### How to complete this task
All entries below must be written out verbatim, and the images must be dropped.

### Material supplied
* * *

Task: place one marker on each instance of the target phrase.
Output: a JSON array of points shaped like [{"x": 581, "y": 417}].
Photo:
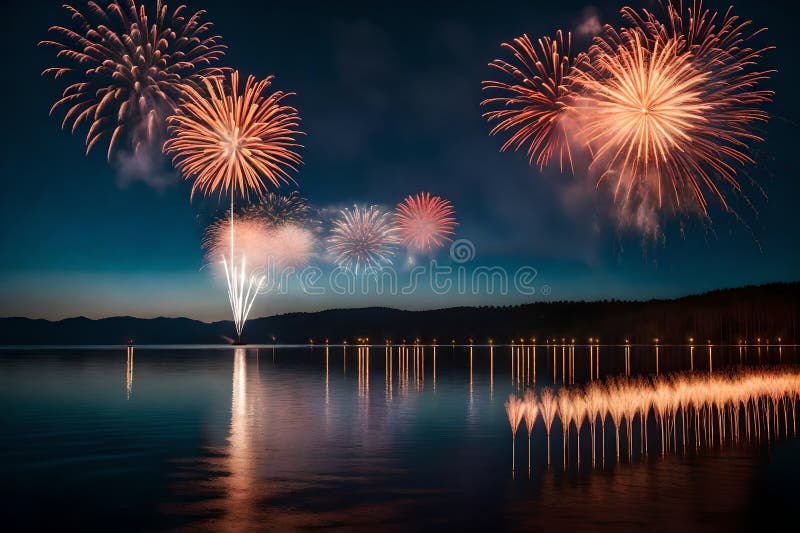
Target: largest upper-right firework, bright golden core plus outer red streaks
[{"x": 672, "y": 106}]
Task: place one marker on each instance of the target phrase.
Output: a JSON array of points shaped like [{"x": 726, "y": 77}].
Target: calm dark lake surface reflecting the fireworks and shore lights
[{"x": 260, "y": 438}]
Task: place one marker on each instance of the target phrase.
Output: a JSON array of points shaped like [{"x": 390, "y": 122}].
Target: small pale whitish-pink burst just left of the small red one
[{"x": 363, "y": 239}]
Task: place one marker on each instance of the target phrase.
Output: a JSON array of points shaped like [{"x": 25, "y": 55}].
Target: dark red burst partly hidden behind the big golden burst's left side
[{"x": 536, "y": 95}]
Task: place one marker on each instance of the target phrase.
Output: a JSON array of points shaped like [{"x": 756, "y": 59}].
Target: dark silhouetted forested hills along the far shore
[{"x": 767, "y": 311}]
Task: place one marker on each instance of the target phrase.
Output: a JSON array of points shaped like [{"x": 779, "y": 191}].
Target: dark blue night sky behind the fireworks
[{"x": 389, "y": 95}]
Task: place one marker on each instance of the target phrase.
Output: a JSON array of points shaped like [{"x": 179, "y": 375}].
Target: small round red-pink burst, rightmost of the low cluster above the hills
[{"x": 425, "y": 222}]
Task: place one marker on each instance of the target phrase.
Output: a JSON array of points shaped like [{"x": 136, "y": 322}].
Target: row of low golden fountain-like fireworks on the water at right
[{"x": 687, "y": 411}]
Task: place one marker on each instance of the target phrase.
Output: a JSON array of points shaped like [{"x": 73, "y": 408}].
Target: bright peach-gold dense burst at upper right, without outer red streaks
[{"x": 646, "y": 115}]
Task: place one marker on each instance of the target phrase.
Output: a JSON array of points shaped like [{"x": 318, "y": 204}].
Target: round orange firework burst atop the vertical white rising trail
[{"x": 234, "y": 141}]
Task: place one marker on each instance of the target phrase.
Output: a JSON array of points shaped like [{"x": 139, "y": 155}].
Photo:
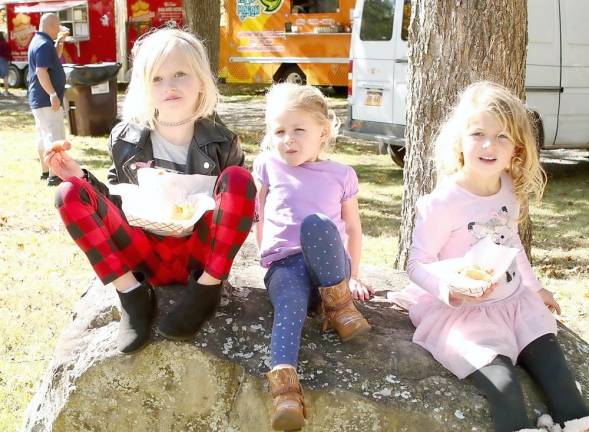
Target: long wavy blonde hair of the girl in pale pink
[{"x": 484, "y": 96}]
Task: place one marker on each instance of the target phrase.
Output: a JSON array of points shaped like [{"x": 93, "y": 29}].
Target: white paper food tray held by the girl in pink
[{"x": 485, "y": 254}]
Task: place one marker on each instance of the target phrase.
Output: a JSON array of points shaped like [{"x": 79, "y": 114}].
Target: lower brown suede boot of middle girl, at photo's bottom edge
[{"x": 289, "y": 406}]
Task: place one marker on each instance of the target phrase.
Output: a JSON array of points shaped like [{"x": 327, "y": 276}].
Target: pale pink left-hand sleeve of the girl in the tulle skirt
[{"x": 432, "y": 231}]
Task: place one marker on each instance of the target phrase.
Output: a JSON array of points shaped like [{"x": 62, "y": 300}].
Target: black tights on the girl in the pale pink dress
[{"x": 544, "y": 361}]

* * *

### Response area
Task: place one marker on each instance of the target phrase.
Output: a JSON array of points shaped like [{"x": 581, "y": 417}].
Photo:
Target: largest upper-right firework, bright golden core plus outer red streaks
[{"x": 672, "y": 106}]
Task: place one marker on each instance of the target phrase.
Output: a JSON array of points shaped like [{"x": 726, "y": 77}].
Target: calm dark lake surface reflecting the fireworks and shore lights
[{"x": 260, "y": 438}]
Task: place one marker on each instance of the target phrase.
Output: a JSON array of points shaped like [{"x": 390, "y": 122}].
Target: small pale whitish-pink burst just left of the small red one
[{"x": 363, "y": 239}]
Task: place one marker on each instance of the target phrase.
Output: a JSON array of points shaped like [{"x": 25, "y": 55}].
Target: dark red burst partly hidden behind the big golden burst's left side
[{"x": 536, "y": 95}]
Task: place one marker on each instance of the target phrase.
Output: a JSON array of points shaped like [{"x": 756, "y": 59}].
Target: dark silhouetted forested hills along the far shore
[{"x": 767, "y": 311}]
Task: place one marker on each instance of the target phrase.
Output: a JSON array of points shaped like [{"x": 779, "y": 191}].
Target: dark blue night sky behind the fireworks
[{"x": 389, "y": 95}]
Task: place one marker on each instance of the target phrase.
Output: a JSON array of points shaped like [{"x": 179, "y": 375}].
Target: small round red-pink burst, rightmost of the low cluster above the hills
[{"x": 425, "y": 222}]
Task: place one marker on each instance of the target phrase.
Output: a JSON array of points shaped like [{"x": 136, "y": 322}].
Target: row of low golden fountain-like fireworks on the water at right
[{"x": 687, "y": 411}]
Task: place one marker on each instance of the target phrase.
Output: a JSON array of points shaped like [{"x": 73, "y": 408}].
Target: bright peach-gold dense burst at upper right, without outer red streaks
[{"x": 646, "y": 115}]
Task: place one marker on each instance of the target phrase.
Output: a JSON array of points shaped like [{"x": 318, "y": 204}].
Target: round orange firework burst atop the vertical white rising trail
[{"x": 234, "y": 141}]
Task: place one marker on each instance of the target phrase.
Output: a JSON array of points shaped like [{"x": 139, "y": 155}].
Photo:
Target: long wavy blonde hair of the girl in pale pink
[{"x": 484, "y": 96}]
Task: place one marker on each instance of the target phrase.
Output: a JSON array of points shaped like [{"x": 93, "y": 29}].
Target: white paper food tray held by the girl in pink
[{"x": 485, "y": 254}]
Task: place one marker on each instance of the target phrase.
Output: a JSON array of points shaped like [{"x": 79, "y": 114}].
Target: lower brown suede boot of middle girl, at photo's bottom edge
[{"x": 289, "y": 406}]
Task: place one marker on each instance of the target phrase.
Output: a JSON array of points shaped like [{"x": 327, "y": 276}].
Target: pale pink left-hand sleeve of the girl in the tulle skirt
[{"x": 432, "y": 231}]
Task: place one marker on each instance of the target phrase.
Output: a JSON array of points shaped like [{"x": 62, "y": 300}].
Target: black tights on the girl in the pale pink dress
[{"x": 544, "y": 361}]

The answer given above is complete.